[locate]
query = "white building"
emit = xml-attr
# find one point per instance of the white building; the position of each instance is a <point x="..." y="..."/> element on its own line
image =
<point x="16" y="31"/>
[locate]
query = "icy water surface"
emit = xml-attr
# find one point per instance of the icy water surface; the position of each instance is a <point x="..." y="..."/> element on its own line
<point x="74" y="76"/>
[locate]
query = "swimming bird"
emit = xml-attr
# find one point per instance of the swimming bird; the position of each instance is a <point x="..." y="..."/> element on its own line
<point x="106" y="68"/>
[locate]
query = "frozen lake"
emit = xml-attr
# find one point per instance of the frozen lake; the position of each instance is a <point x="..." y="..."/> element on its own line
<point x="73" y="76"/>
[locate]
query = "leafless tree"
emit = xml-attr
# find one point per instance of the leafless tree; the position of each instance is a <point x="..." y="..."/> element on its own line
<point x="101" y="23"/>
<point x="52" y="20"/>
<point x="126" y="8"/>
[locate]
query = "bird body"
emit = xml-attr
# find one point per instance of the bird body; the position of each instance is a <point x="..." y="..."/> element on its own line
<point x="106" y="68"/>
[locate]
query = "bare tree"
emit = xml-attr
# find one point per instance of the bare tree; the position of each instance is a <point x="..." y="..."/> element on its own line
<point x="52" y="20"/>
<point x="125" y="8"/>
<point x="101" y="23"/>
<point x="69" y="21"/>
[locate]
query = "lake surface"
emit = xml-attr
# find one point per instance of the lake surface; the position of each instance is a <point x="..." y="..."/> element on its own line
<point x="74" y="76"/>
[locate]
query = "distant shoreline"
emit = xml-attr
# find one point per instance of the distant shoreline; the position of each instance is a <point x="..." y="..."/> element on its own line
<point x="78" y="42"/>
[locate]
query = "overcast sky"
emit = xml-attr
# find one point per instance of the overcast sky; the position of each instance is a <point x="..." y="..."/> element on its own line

# # #

# DIRECTIVE
Copy each line of the data exactly, leaving nothing out.

# SOLUTION TO THIS TASK
[locate]
query = "white building"
emit = xml-attr
# find one point per instance of the white building; the position of each instance is a <point x="..." y="..."/> element on its own line
image =
<point x="16" y="31"/>
[locate]
query = "icy water surface"
emit = xml-attr
# find one point per instance of the icy water surface; the position of each instance is a <point x="..." y="..."/> element on its own line
<point x="74" y="76"/>
[locate]
query = "swimming bird"
emit = xml-attr
# find one point per instance of the swimming bird; the position of each instance is a <point x="..." y="..."/> element on its own line
<point x="106" y="68"/>
[locate]
query = "frozen lake"
emit = xml-attr
# find one point per instance of the frozen lake; the position of each instance is a <point x="..." y="..."/> element on its own line
<point x="73" y="76"/>
[locate]
query = "leafless tree"
emit = xml-attr
# find one point per instance of the leafless tree; the position of each instance is a <point x="..." y="..."/> element on its own line
<point x="101" y="23"/>
<point x="52" y="20"/>
<point x="126" y="8"/>
[locate]
query = "bird body"
emit = xml-attr
# find one point per instance of the bird body; the position of each instance is a <point x="..." y="..."/> element on its own line
<point x="106" y="68"/>
[locate]
query = "bare tree"
emit = xml-attr
# find one point per instance of the bare tree; the position of each instance is a <point x="..." y="..."/> element on its own line
<point x="52" y="20"/>
<point x="125" y="8"/>
<point x="101" y="23"/>
<point x="69" y="21"/>
[locate]
query = "lake surface"
emit = xml-attr
# find one point per instance of the lake surface; the position of each instance is a <point x="..." y="..."/> element on its own line
<point x="74" y="76"/>
[locate]
query = "distant shoreline"
emit = xml-attr
# find one point per instance of the distant shoreline; the position of each instance is a <point x="..." y="..."/> element on its own line
<point x="78" y="42"/>
[locate]
query = "overcast sky"
emit = xml-attr
# find one point per instance of the overcast sky; the position of each instance is a <point x="..." y="..."/> element on its own line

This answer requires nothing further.